## Directive A:
According to the MongoDB validation excerpt, what is the default validationLevel?
## Directive B:
Summarize the MongoDB validation excerpt in three sentences.
## Directive C:
Continue the MongoDB validation excerpt from the point at which it stops.

A customer with no creditScore field at all is possible, as long as the status is ‘rejected’. One with a status ‘approved’ but no creditScore field is invalid.

A customer with a creditScore of 700 and a status ‘approved’ is valid and Mongo accepts it.

A customer with a creditScore of 300 and a status ‘approved’ is not valid, since those with this low score should have a status ‘rejected’.

A customer with a low creditScore alone, without a status at all is not accepted either. By now, I updated the validator definition on the collection several times. Which begs the question: what about existing documents in the collection? The answer is : nothing. Mongo will not reject a new validator because of existing documents. It will not delete, fix, or flinch about existing document already in the collection. Mongo applies the validator to mutations only : updates and inserts. What happens when you update a document that already existed? That depends on the validationLevel you mark your validator with. When you apply your validator to a collection, you can add a validationLevel field, with a value of ‘off’, ‘strict’, or ‘moderate’. The default validation level is ‘strict’. Under strict validation, every update or insert must pass validation. If you use the moderate level, the validation is applied when inserting a document and when updating an existing and valid document. An update to an existing but invalid document doesn’t undergo validation.

Earlier on, we inserted documents that have no creditScore and no status fields. Under our latest rule with strict validation, we can’t update them unless they adhere to the current new rule. But if we change the validator and add validationLevel of moderate, we can. For example:

> db.runCommand( { collMod: "customer", validator: newRule, validationLevel: 'moderate'} )
{ "ok" : 1 }
// Existing document is
// {_id: 4, email: 42}
> db.customer.update({_id:4},{$set: {email: '[email protected]'}})
WriteResult({ "nMatched" : 1, "nUpserted" : 0, "nModified" : 1 })
// Now modified document is
// {_id: 4, email: '[email protected]'}

The new validator assigned to the collection is the same as our latest credit score one. We just added the validationLevel field option to exempt existing documents from validation against the validator upon update. This lets me change the existing documents’ email field to an email string. Under strict validation level this would not be allowed because that document doesn’t have a creditScore field and no status ‘rejected’ either.

It’s useful to know what the current validator is (or any other collection specific setting). To do that, use the shell function db.getCollectionInfos({name: 'collection_name'}) like so:

> db.getCollectionInfos({name: 'customer'})
[
{
"name" : "customer",
"options" : {
"validator" : {
"$or" : [
{
"$or" : [
{
"creditScore" : {
"$lt" : 700
}
},
{
"creditScore" : {
"$exists" : false
}
}
],
"status" : "rejected"

## Dataset excerpts:
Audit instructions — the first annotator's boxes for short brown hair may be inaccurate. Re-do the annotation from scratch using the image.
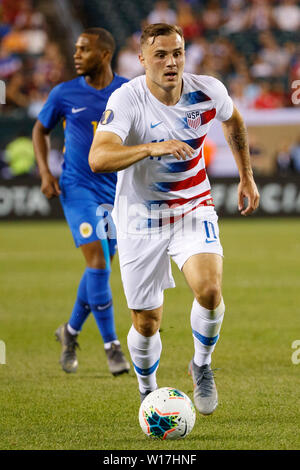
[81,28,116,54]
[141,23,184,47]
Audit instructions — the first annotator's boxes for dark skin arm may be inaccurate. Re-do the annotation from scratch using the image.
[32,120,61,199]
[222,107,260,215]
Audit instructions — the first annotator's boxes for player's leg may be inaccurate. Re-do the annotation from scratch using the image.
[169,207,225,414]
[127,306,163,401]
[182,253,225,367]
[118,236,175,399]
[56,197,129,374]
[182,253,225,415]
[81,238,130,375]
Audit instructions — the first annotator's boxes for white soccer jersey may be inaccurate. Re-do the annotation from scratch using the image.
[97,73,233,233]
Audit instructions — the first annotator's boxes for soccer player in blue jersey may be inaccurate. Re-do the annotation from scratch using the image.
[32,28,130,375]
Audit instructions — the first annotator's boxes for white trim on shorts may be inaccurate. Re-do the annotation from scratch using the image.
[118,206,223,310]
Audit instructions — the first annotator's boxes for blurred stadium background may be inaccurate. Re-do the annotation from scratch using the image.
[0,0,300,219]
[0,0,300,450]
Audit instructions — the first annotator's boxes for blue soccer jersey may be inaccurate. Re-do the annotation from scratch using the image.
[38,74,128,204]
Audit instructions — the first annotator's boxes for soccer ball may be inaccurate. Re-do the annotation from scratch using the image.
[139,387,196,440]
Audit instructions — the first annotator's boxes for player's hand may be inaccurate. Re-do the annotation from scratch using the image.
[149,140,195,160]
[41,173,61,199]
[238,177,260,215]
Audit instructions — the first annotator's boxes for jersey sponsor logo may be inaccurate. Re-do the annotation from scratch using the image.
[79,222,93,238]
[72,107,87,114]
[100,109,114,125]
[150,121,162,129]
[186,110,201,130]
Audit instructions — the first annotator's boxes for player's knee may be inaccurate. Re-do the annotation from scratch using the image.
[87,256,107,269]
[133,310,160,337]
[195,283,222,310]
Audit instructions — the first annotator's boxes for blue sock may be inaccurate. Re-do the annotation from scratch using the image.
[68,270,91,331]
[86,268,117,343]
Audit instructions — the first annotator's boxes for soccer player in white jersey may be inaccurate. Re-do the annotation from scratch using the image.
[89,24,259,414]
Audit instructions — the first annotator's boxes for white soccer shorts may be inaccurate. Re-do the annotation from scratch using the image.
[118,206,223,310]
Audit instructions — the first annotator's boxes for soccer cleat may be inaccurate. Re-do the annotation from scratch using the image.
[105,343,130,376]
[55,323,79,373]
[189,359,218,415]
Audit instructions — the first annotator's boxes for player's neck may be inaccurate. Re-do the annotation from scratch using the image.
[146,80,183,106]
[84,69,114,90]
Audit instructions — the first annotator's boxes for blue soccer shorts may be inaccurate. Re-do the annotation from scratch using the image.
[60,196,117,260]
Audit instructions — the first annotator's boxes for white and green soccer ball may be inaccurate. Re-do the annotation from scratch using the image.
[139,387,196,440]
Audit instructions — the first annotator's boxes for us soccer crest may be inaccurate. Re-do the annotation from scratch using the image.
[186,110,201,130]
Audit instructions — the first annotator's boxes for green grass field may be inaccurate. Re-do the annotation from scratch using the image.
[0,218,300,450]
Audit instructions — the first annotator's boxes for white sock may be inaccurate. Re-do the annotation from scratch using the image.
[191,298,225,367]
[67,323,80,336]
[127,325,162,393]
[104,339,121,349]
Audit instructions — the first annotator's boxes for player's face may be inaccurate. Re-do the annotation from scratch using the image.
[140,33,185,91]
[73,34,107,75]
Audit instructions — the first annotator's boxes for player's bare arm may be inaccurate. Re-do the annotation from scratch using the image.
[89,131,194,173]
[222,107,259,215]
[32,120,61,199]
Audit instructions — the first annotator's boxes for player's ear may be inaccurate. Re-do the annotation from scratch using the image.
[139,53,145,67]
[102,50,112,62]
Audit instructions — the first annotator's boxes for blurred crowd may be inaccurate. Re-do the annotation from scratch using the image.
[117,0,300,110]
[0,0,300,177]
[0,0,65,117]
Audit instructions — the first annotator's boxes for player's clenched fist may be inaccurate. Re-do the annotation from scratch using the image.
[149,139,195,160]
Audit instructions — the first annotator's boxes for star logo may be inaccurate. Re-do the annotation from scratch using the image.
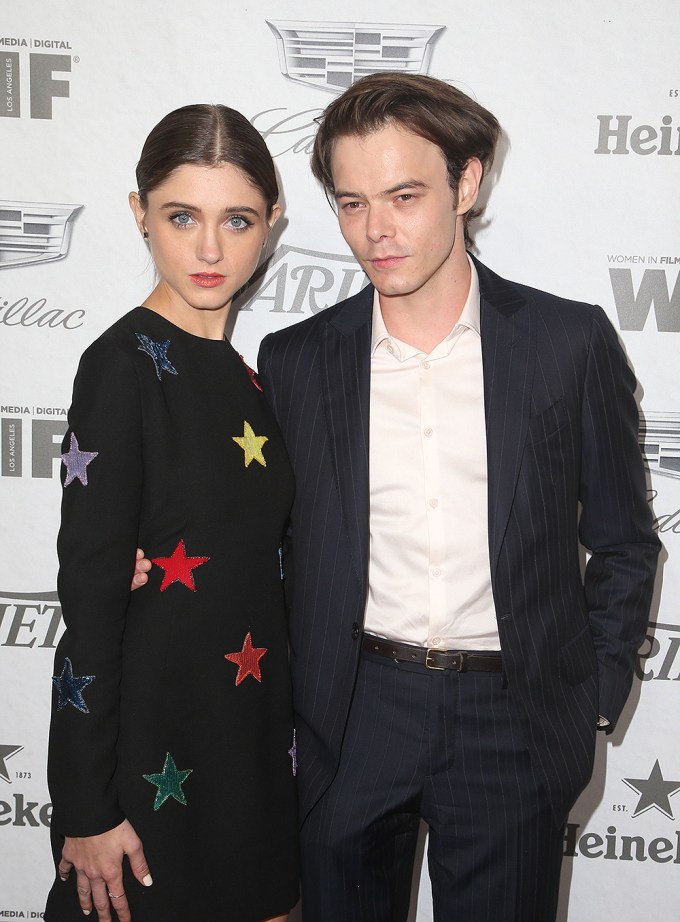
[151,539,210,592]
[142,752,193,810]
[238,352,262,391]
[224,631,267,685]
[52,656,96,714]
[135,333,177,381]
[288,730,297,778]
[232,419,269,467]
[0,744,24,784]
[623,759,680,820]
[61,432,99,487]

## Response A:
The default validation level is 'strict'.

## Response B:
Mongo applies a collection's validator only to inserts and updates, so changing the validator neither rejects, deletes nor fixes documents already in the collection. A validationLevel of 'off', 'strict' or 'moderate' can be set with the validator: under the default 'strict' level every insert or update must pass validation, while 'moderate' skips validation when updating an existing document that is already invalid. The current validator and other collection settings can be seen with db.getCollectionInfos({name: 'collection_name'}).

## Response C:
},
{
"creditScore" : {
"$gte" : 700
},
"status" : {
"$in" : [
"pending",
"rejected",
"approved"
]
}
}
]
},
"validationLevel" : "moderate",
"validationAction" : "error"
}
}
]

Which gives you a nicely formatted account of the current validator expression and the validation level.

Notice the extra field validationAction set to “error”? The validation action controls what the Mongo server returns to a client that attempts to write something that is not valid. The choices are ‘error’ or ‘warn’, with ‘error’ being the default. As the names imply, an error is returned to a client if the action is ‘error’ and a warning if set to warn. To roll in a new validator, you might want to start with ‘warn’. When you use ‘warn’, a failed validation does not produce and error. The write continues and does not depend on validation. The validation failure will be logged into Mongo’s log file, but the write operation will not be prevented.

Applying a validation action is a matter of adding that field:

> db.runCommand( {
collMod: "customer",
validator: newRule,
validationLevel: 'moderate',
validationAction: 'warn'
})
{ "ok" : 1 }
>
> db.customer.insert({_id: 16, status: 'pending'})
WriteResult({ "nInserted" : 1 })
>

Here we apply our latest rule with a moderate validation level, and a validation action of ‘warn’. Under ‘moderate’ validation level, an insert will always be validated. But with a validationAction of ‘warn’, the write will be accepted and only a log entry will tell us that something went awry. The insert itself went fine as far as a connected client is concerned.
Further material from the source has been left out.